PROBLEMS TO WORK ON
**A.** Using the garden update, decide whether each statement agrees with it. Answer yes or no for each, and quote the deciding words.
(i) The household lives close to the nearest river.
(ii) The sweetcorn has grown a great deal.
(iii) The 'three sisters' bed has beans, sweetcorn and squashes planted together.
**B.** Answer these questions from the garden update.
(i) On what date was it posted?
(ii) Which people used the 'three sisters' technique?
(iii) Who asked whether slug pellets had been put down?

SOURCE EXCERPT
# # # # # # #

22 Jul 2007

Garden update

After the torrential rain of the past month or so, we finally got out into the garden today to do a bit of tidying up. We're incredibly lucky not to be among the people having to leave their homes because of flooding. We live on a slight hill, and are a reasonable distance from the nearest river, so we've been very lucky. The garden has not escaped quite so lightly.

The slugs seem to have had a population explosion in the damp weather. Most of our smaller seedlings (bunching onions, beetroot and salad crops) just disappeared overnight, with only a tell-tale silvery trail to reveal the culprit. After a very promising start, our 'three sisters' bed (beans, sweetcorn and squashes planted together -- a technique employed by the Iroquois), is down to two rather sickly sisters existing on income support rather than each other's strengths. The squashes started out wonderfully, but despite every organic anti-slug measure we could devise, we would look out each morning and find another healthy plant reduced to a chewed stump. The sweetcorn got a bit munched as well, and with the lack of sun, it hasn't grown a great deal. This in turn means that the beans don't have much to climb up. I was recounting this tale of woe over the garden wall to our elderly neighbour the other day, and he said incredulously, "Didn't you put slug pellets down?". He's probably right: despite my aversion to putting poisons down, it's probably the only thing which might have stemmed the slimy tide.

# # # # # # #

SUPPLIED INFORMATION
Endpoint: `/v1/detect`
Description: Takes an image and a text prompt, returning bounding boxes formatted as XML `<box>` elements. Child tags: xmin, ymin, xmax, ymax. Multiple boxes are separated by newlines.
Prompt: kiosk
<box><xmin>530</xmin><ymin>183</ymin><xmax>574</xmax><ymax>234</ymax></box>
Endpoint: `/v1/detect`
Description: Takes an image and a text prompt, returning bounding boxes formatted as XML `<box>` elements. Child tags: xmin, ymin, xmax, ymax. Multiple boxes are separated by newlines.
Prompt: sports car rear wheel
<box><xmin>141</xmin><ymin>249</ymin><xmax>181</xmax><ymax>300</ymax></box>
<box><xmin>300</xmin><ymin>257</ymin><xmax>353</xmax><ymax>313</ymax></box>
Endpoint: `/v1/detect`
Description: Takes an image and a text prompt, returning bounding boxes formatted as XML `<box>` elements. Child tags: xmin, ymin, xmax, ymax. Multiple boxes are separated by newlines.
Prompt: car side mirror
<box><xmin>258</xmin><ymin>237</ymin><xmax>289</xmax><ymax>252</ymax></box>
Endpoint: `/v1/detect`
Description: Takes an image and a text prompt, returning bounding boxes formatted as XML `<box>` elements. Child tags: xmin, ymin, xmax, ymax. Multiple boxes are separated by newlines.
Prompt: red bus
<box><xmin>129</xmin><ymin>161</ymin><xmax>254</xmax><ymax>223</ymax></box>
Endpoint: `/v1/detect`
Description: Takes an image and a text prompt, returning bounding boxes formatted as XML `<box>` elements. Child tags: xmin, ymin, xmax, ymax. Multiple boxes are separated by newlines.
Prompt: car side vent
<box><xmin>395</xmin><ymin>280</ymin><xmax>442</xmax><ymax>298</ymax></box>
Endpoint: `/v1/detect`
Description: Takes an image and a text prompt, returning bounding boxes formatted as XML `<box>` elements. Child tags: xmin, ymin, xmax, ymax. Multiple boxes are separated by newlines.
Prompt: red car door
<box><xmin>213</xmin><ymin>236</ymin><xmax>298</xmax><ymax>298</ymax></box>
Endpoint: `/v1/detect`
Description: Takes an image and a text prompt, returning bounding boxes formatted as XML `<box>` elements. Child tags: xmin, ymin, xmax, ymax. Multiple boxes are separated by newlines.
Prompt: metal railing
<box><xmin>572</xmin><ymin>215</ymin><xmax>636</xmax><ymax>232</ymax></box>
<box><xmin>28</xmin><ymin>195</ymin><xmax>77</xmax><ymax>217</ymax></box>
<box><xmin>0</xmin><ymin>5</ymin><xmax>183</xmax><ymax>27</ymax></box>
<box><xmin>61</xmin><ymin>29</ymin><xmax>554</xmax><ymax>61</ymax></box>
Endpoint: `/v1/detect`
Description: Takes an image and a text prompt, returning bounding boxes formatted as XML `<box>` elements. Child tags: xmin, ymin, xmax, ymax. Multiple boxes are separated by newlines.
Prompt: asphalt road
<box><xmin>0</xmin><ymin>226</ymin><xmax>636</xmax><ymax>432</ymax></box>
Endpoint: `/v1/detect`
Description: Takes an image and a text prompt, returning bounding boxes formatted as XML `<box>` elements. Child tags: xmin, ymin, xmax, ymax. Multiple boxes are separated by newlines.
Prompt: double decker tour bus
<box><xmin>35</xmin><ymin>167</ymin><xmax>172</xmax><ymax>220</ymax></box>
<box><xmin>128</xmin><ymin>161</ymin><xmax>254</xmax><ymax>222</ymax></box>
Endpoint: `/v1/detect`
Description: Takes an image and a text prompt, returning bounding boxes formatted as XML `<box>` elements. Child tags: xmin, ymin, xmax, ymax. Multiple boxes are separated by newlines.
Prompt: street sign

# # # # # # #

RESPONSES TO THE EXERCISE
**A.**
(i) No: "are a reasonable distance from the nearest river"
(ii) No: "it hasn't grown a great deal"
(iii) Yes: "beans, sweetcorn and squashes planted together"

**B.**
(i) 22 Jul 2007
(ii) The Iroquois
(iii) The elderly neighbor